[Available records]

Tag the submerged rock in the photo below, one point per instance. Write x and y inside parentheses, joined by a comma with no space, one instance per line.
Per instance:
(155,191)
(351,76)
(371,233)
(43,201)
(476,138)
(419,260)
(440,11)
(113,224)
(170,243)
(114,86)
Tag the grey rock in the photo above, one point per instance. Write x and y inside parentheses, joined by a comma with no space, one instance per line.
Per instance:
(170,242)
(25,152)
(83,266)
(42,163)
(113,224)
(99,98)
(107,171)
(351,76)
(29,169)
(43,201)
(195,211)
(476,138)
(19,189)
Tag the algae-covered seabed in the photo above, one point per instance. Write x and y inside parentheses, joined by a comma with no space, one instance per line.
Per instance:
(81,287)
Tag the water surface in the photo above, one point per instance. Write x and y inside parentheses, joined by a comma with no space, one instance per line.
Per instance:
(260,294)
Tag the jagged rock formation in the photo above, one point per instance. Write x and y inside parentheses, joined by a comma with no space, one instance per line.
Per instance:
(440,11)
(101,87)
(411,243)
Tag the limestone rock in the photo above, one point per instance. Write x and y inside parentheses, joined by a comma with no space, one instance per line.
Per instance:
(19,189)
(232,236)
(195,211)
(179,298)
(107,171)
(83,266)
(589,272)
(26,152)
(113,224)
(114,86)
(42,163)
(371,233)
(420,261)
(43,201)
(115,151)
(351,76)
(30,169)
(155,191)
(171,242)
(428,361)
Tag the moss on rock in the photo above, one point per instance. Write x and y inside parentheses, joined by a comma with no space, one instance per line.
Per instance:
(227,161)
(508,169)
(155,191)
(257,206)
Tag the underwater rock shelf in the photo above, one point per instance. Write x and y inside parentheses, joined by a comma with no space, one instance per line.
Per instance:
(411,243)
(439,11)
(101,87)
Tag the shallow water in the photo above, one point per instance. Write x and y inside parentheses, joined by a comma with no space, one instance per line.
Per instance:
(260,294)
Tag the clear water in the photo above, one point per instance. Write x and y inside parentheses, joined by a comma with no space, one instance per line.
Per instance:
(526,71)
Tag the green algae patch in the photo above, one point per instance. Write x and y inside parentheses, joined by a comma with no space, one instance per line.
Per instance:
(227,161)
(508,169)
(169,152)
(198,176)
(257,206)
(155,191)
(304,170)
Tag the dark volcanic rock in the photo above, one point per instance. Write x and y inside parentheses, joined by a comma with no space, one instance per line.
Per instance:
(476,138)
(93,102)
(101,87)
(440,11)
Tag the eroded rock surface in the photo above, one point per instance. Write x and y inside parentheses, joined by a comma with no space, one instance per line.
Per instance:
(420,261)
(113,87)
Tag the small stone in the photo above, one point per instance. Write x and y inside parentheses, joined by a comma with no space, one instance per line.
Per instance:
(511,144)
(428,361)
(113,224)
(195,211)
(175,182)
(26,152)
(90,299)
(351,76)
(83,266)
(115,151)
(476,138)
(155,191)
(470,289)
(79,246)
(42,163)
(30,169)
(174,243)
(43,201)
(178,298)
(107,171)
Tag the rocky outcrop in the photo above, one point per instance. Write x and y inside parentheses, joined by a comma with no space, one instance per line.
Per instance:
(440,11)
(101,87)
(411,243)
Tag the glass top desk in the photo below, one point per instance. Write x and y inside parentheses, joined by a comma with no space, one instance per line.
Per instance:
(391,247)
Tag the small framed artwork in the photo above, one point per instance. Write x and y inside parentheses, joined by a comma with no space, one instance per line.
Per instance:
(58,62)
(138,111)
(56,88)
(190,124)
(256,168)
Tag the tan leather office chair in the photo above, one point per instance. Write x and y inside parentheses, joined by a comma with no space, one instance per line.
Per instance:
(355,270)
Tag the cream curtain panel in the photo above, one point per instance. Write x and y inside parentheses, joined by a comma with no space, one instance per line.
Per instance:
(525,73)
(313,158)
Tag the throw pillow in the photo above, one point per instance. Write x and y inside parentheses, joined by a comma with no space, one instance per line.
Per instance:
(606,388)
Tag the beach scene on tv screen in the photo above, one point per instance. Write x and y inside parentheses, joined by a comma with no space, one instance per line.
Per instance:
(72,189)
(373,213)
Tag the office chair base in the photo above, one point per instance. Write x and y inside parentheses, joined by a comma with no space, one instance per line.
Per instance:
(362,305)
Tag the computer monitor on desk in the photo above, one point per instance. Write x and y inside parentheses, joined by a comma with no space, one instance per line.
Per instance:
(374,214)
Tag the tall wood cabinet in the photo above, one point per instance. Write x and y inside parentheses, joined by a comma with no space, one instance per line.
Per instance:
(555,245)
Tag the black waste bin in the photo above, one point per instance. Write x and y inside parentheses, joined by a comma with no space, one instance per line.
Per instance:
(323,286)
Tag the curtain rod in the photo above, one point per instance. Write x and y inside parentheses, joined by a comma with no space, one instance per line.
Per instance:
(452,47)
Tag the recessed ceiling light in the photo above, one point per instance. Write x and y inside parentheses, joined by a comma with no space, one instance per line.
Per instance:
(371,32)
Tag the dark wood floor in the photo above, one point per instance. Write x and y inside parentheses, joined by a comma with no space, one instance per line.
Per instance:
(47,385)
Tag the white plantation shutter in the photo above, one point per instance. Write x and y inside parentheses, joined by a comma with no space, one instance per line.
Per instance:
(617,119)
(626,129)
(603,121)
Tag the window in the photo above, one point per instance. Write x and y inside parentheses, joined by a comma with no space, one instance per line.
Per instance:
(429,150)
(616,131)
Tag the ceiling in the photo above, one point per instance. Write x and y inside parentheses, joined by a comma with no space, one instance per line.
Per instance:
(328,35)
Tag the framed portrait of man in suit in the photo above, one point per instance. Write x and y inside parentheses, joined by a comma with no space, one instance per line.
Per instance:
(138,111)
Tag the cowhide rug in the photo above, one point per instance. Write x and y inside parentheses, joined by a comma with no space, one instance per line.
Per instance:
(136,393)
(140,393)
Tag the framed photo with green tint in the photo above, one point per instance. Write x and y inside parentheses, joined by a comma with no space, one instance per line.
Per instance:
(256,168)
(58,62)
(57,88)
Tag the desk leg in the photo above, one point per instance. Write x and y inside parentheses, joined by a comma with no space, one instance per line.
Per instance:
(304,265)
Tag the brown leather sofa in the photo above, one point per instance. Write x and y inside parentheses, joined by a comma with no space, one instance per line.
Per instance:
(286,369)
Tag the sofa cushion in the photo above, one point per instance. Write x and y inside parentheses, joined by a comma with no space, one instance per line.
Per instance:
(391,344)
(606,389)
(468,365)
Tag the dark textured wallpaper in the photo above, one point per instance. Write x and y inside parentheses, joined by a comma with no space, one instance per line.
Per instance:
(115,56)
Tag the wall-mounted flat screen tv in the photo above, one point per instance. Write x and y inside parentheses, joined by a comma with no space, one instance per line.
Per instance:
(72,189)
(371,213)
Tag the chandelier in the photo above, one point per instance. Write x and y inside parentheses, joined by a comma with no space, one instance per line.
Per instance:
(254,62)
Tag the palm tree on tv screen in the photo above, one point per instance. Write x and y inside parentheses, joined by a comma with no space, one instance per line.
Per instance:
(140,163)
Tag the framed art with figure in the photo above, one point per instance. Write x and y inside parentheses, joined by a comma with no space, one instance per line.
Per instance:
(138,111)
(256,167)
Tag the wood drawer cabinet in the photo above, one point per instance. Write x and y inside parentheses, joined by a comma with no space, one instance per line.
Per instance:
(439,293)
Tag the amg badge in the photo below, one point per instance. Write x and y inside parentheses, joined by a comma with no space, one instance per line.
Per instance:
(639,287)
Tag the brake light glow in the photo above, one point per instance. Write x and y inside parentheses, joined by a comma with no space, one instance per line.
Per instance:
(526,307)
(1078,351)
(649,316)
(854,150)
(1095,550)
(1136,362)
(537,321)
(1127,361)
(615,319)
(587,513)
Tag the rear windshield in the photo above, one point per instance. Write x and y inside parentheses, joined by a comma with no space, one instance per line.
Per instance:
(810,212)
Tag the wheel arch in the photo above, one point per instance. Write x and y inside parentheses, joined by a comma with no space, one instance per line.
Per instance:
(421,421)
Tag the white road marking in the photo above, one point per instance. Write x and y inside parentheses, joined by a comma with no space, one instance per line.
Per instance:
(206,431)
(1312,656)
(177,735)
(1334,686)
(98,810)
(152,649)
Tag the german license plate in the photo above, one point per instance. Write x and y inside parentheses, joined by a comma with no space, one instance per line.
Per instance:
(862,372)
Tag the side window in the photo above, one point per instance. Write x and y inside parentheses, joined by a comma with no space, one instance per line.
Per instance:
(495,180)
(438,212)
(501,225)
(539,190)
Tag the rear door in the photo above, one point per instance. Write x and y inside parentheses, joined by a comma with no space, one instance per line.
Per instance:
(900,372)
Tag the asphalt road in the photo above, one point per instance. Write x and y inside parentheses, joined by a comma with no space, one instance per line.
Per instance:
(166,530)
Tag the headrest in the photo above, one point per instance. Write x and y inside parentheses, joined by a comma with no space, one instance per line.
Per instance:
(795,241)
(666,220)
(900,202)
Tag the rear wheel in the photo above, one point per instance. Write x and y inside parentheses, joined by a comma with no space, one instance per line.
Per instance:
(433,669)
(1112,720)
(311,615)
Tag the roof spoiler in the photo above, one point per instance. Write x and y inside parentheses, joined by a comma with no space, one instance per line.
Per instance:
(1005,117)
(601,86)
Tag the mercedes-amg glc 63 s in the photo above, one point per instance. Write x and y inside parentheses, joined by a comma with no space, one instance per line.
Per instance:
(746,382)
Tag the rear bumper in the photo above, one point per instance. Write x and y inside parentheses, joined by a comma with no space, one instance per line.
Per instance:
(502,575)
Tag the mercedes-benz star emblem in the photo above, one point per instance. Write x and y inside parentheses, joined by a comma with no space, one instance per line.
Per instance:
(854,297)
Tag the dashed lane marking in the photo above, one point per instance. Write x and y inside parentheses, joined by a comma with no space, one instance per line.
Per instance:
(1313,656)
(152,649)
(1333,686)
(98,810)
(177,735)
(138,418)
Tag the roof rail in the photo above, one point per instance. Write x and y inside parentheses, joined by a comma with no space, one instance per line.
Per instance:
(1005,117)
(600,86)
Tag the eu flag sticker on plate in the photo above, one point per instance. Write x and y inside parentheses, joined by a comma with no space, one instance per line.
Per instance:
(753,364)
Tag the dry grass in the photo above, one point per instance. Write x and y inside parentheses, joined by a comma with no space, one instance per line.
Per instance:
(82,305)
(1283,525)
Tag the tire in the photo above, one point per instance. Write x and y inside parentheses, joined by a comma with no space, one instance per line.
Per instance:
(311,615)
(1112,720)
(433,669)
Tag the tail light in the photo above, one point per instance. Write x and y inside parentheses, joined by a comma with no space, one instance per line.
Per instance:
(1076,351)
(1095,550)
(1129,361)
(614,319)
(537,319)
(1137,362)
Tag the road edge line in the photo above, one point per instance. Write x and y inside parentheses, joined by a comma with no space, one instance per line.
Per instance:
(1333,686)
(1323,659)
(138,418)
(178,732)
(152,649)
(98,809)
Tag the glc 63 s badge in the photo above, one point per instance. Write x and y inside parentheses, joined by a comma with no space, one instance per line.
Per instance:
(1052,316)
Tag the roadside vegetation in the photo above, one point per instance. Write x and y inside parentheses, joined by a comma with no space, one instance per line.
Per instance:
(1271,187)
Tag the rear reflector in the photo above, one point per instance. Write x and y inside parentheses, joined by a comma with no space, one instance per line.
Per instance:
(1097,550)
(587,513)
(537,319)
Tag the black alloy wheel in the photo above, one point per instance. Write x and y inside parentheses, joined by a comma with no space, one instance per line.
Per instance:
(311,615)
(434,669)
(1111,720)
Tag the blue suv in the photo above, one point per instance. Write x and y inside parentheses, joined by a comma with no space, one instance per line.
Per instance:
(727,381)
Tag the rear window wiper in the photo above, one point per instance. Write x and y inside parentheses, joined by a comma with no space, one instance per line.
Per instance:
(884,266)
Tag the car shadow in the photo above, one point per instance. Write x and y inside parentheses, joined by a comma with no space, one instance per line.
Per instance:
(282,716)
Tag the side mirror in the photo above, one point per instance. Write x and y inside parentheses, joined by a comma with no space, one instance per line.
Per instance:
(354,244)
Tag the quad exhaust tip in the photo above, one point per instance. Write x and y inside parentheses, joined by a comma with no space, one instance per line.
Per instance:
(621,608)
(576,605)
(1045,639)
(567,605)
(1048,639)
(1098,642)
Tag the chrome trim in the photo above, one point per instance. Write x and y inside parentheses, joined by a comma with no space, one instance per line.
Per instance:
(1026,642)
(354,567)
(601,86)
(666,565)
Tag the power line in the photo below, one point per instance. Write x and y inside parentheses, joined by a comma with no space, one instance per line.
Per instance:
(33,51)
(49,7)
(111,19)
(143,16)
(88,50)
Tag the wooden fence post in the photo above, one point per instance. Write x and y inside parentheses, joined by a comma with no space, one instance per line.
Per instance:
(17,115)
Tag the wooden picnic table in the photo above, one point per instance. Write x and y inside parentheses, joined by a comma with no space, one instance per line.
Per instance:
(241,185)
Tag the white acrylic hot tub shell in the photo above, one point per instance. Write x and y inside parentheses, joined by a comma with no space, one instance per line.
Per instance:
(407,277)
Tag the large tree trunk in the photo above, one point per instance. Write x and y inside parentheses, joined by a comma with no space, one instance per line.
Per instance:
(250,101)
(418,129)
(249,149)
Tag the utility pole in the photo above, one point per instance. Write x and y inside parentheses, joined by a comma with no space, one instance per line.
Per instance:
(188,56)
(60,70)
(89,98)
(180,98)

[/Available records]

## Goal of the exercise
From the records above, repeat exactly the lines from the one with "Tag the dashed" through the one with "Tag the eu flag", both included.

## Written solution
Tag the dashed lane marking in the photo above, one point per instance. Write x and y inside parentheses, joined by a comma with no space, one instance per line.
Per instance:
(1313,656)
(152,649)
(1333,686)
(98,810)
(177,735)
(138,418)
Tag the roof rail in the photo above, one point per instance. Write x and y inside parentheses, joined by a comma with no space, one instance per line.
Per instance:
(1005,117)
(600,86)
Tag the eu flag sticker on plate in the photo above, one point per instance. Write x and y inside parentheses, joined by a comma with no space, one instance per line.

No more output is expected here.